Feature Proposals for SPARQL 1.2

Published in

Level Up Coding

9 min readFeb 16, 2021

The aim of this article is to introduce the Northwind and AdventureWorks sample databases to the community as a valuable resource to work on development of feature proposals for new versions of SPARQL, as well as introduce a preliminary list of proposed features.

These databases can be easily set up on SQL Server by following the instructions in the “Setting up the sample databases on SQL Server” section of the Northwind SQL vs SPARQL article.

The SPARQL query language for RDF is currently in version 1.1. The SPARQL 1.2 Community Group is a forum for discussion and refinement of SPARQL 1.1 and has been working on new feature proposals for version 1.2.

The AdventureWorks database is available in SQL Server only.

This article contains examples for the following proposed features:

Correlated Subquery
Window Functions
Ranking Functions
Aggregate Functions
Temporary Tables
Select Top with Ties

The queries shown in this article can be found on github.

You may choose to skip the environment setup if you don’t want to execute the queries yourself, but only browse the results in the screenshots.

Proposed Features

Correlated Subquery

In queries that include a correlated subquery (also known as a repeating subquery), the subquery depends on the outer query for its values. This means that the subquery is executed repeatedly, once for each row that might be selected by the outer query.

Select the 3 most recent orders of each customer.

USE Northwind;
SELECT 
    cst.CustomerID, 
    cst.City,
    cpp.OrderID, 
    cpp.OrderDate   
FROM 
    Customer AS cst
CROSS APPLY 
(
    SELECT TOP 3 
        ord.OrderID, ord.OrderDate, ord.CustomerID
    FROM 
        [Order] AS ord
    WHERE 
        ord.CustomerID = cst.CustomerID 
    ORDER BY 
        ord.OrderDate DESC
) AS cpp
ORDER BY 
    cst.CustomerID, 
    cst.City,
    cpp.OrderDate DESC

Note that some queries using correlated subquery can be rewritten to use window functions and vice-versa.

·····

__GIVEN PROBLEM A__
In the SPARQL 1.2 proposals article, why does a correlated subquery run many times? Answer in one to three sentences.
__GIVEN PROBLEM B__
Pick up the SPARQL 1.2 proposals article right after its last sentence and write what comes next.
The data that comes next plays no part in this.

__DATA SEGMENT__

·····

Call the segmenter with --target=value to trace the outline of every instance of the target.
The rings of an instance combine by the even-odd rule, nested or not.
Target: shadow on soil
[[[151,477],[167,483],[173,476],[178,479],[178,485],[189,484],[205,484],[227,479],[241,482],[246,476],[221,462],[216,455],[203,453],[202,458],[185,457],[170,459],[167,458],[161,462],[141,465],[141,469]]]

·····

__FINAL RESULT A__
A correlated subquery depends on the outer query for its values. Because of this, it runs again once for each row the outer query might select.

__FINAL RESULT B__
Window Functions

The SELECT — OVER clause determines the partitioning and ordering of a rowset before the associated window function is applied. It defines a window or user-specified set of rows within a query result set. A window function then computes a value for each row in the window. You can use the OVER clause with functions to compute aggregated values such as moving averages, cumulative aggregates, running totals, or a top N per group results.

The following example replaces the previous correlated subquery with a window function.

Select the 3 most recent orders of each customer

USE Northwind;
SELECT 
    ptt.*
FROM
(
    SELECT
    cst.CustomerID, 
    cst.City,
    ord.OrderID, 
    ord.OrderDate, 
    ROW_NUMBER() OVER(PARTITION BY cst.CustomerID ORDER BY ord.OrderDate DESC) AS [RowNumber]
    FROM Customer AS cst
    INNER JOIN [Order] AS ord 
    ON cst.CustomerID = ord.CustomerID
) ptt
WHERE 
    ptt.[RowNumber] <= 3

Refer to the Ranking Functions section for more information on ROW_NUMBER.

The following are two more examples on window functions. Note that they could be rewritten as correlated subqueries, as well.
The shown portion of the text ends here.